**Supplied passage**
= = = =

Those of you who feel guilty as you furtively check the Web to see what Philanderer Extraordinaire Jude Law has been up to or to obsessively check to see if Angelina Jolie has adoped yet another child can relax. Gossip is not only important: it's crucial for human society to function. The New York Times reports in an incredibly long article on a group of investigative researchers who have discovered the benefits of gossip.
Gossip has long been dismissed by researchers as little more than background noise, blather with no useful function. But some investigators now say that gossip should be central to any study of group interaction.
People find it irresistible for good reason: Gossip not only helps clarify and enforce the rules that keep people working well together, studies suggest, but it circulates crucial information about the behavior of others that cannot be published in an office manual. As often as it sullies reputations, psychologists say, gossip offers a foothold for newcomers in a group and a safety net for group members who feel in danger of falling out.
"There has been a tendency to denigrate gossip as sloppy and unreliable" and unworthy of serious study, said David Sloan Wilson, a professor of biology and anthropology at the State University of New York at Binghamton and the author of "Darwin's Cathedral," a book on evolution and group behavior. "But gossip appears to be a very sophisticated, multifunctional interaction which is important in policing behaviors in a group and defining group membership."
When two or more people huddle to share inside information about another person who is absent, they are often spreading important news, and enacting a mutually protective ritual that may have evolved from early grooming behaviors, some biologists argue.
We're performing a crucial societal function here, people.

= = = =

**Information given**
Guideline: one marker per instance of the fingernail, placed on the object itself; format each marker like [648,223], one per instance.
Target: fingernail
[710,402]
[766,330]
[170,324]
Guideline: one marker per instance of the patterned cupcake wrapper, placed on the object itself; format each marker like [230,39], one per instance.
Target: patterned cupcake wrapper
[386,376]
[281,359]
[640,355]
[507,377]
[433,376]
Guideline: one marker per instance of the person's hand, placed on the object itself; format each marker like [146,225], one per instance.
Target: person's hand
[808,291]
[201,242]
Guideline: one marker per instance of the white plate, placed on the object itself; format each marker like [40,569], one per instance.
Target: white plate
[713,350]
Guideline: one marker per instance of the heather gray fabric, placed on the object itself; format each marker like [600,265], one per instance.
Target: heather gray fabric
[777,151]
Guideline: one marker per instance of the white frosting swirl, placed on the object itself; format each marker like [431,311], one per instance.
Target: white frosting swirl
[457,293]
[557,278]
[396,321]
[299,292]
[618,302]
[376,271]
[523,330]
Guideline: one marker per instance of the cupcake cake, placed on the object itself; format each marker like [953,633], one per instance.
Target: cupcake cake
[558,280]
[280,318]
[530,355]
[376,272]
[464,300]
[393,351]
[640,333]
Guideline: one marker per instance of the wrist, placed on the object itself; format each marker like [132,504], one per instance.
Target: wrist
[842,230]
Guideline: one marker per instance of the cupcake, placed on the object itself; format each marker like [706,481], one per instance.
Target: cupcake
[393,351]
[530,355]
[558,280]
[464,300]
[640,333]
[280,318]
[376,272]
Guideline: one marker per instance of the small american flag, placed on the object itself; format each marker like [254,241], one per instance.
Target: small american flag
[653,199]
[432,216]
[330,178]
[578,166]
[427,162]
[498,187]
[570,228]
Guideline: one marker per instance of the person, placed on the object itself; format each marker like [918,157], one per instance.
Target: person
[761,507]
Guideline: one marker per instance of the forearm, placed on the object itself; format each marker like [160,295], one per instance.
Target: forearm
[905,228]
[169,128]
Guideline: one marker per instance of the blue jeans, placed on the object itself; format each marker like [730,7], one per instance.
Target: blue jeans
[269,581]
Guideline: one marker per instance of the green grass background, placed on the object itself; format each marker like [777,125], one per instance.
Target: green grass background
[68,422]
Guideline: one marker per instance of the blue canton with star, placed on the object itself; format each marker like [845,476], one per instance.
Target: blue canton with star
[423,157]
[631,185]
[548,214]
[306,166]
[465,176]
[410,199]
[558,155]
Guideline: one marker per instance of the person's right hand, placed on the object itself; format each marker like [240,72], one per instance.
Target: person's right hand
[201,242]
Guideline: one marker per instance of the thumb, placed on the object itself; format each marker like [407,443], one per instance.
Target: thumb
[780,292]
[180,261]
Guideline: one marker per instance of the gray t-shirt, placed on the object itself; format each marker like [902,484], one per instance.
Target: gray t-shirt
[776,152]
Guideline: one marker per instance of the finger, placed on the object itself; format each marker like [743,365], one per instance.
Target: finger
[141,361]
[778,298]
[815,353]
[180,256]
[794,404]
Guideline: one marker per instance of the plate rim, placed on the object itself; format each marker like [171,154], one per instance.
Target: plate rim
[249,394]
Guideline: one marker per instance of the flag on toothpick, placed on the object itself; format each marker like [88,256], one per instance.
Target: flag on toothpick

= = = =

**Brief**
Apart from names inside book titles, which people does the gossip article name? The data come from a separate source unrelated to the gossip article.

**Output for this task**
- Jude Law
- Angelina Jolie
- David Sloan Wilson